WHAT THE EXERCISE ASKS> Every entry below should be printed exactly, without its images.

---

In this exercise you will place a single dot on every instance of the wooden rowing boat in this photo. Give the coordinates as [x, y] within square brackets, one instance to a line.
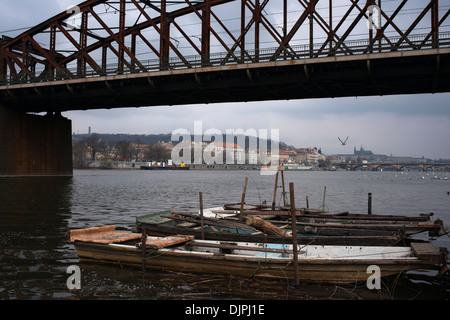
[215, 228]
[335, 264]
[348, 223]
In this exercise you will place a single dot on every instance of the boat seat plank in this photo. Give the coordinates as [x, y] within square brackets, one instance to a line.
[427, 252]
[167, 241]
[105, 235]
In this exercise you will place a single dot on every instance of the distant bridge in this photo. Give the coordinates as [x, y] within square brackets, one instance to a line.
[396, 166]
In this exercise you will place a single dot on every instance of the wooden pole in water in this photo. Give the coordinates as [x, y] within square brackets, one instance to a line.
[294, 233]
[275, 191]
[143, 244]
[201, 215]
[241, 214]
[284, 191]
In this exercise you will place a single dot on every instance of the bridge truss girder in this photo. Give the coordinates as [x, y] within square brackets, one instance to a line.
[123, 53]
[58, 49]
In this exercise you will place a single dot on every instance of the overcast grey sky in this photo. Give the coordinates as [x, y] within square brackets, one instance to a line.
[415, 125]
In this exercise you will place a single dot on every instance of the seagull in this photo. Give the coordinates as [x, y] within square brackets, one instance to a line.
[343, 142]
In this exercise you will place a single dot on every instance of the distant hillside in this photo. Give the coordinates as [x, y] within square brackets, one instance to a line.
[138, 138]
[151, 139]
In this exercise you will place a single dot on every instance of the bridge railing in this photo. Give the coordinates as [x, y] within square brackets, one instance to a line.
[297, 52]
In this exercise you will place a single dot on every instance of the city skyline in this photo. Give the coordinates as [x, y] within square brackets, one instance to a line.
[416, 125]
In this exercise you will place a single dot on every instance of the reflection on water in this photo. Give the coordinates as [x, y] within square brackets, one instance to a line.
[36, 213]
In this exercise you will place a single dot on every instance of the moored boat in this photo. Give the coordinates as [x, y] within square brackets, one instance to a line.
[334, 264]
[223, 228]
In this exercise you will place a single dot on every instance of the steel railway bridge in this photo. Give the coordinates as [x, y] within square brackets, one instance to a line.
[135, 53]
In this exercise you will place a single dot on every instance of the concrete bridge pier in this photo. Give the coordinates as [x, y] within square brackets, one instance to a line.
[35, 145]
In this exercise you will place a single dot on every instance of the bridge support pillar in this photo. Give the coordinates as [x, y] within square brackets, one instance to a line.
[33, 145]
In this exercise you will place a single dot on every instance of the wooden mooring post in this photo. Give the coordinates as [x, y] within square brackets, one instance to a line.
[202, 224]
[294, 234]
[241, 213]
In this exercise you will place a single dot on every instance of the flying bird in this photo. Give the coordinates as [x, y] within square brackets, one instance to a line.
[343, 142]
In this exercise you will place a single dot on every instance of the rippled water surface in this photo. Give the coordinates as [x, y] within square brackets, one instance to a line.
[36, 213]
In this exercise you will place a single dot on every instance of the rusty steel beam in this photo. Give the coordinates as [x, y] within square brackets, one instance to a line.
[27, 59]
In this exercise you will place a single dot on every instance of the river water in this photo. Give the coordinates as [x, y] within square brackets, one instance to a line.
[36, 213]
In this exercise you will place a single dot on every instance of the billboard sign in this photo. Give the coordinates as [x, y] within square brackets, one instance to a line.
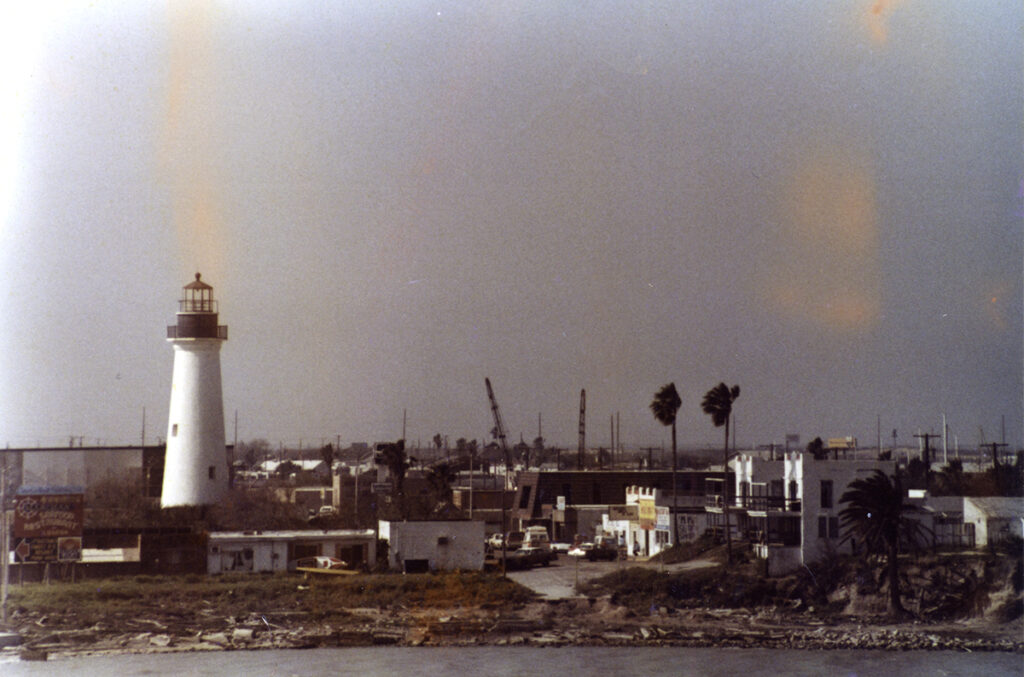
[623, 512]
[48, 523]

---

OUTPUT OF THE EXERCISE>
In this exercise you will place a single dot on every instance of the wooden rowing boat in this photo. Give the coordinates as [x, y] within square brackets, one instance to a line.
[215, 228]
[335, 264]
[348, 223]
In this exercise you will place a single dot on every instance of the boat seat plank in this photo. Give the coordinates as [x, y] within square brackets, one instance to a line.
[427, 252]
[167, 241]
[105, 235]
In this exercise you will place a single dot on every instance of the distant bridge in this photo. Give the coordinates as [x, y] within square brackets, one instance to a line.
[396, 166]
In this exercise you will place a single dot on every instance of the wooden pole in water in this photo. Give the coordinates as [x, y] within square brackets, one instance to a line.
[294, 233]
[275, 191]
[143, 244]
[201, 215]
[241, 214]
[284, 191]
In this exercise you will place a single dot on every instance of the bridge truss girder in this photo. Give the coordinates as [x, y] within square brackets, one instance to a line.
[123, 53]
[58, 49]
In this exercise you will place a single dot on every instance of the overcast grey sky in this photo. Give the coordinates as [x, y] within square brackets, one instance to a line.
[415, 125]
In this exercise you will place a single dot on every instance of the seagull in this photo. Give the coordinates as [x, y] within square brackets, one instance to a line.
[343, 142]
In this exercise you will place a single dot on every instance of the distant hillside in this photo. Give the coordinates as [x, y] within square brackets, one instance to a line.
[138, 138]
[151, 139]
In this exercise you will place a single dot on every instance of the bridge railing in this photo. Give the coordinates as [x, y] within square brackets, one instance to a line.
[297, 52]
In this exercise you will place a single dot on every instance of the city skyline in this photo. Give the coordinates as [x, y] within square brackets, one instance to a line.
[416, 125]
In this exercise you will place a single dot on every instance of the reflection on water in this photo. Give the coordinates as [x, y] within square brackets, one instance to a line.
[36, 213]
In this exercise you will place a single dot on every instance of the moored boat in this photo. Give the coordinates as [x, y] within square brackets, one instance to a line.
[334, 264]
[223, 228]
In this exercise you will place a single dot on every instance of the steel railway bridge in this photo. Give the coordinates as [x, y] within square brackets, one instance to a line.
[135, 53]
In this exercise you will place a single dot on every instance of the concrete bridge pier in this photo. Give the coordinates as [x, y] within square brackets, one instance to a line.
[35, 145]
In this exercise you will place a single dot on every instance of the bridge support pillar in this photo. Give the coordinates as [x, y] within square brackets, one instance to a line.
[33, 145]
In this exercise you will place a single dot on every instance of the wooden mooring post in this photo. Give the coordinates as [x, y] within square brackets, one instance to a line.
[202, 224]
[294, 234]
[241, 213]
In this exercise you will place a single dot on every instance of the flying bird in this photo. Give the coordinates as [x, y] within square brackets, one instance to a line.
[343, 142]
In this exercise you will place a single dot on every instance of the rippled water surface in this photo. Give the coordinates as [x, y] within square brackets, one instance to a line.
[36, 213]
In this exercise you will place a single dot on every instance of the rusty steel beam in this photo. Give the coordinates as [x, y] within square brackets, one instance to a line.
[27, 59]
In this exercise you will place a single dot on every instance of the river water in this photo. Give the coordinates as [x, y] within square brackets, one instance to a line.
[36, 213]
In this exercise you will place a single dot on every instance of the billboard sign in this photo. Give the coordinates as [x, y] within square brackets, one instance to a line.
[623, 512]
[48, 523]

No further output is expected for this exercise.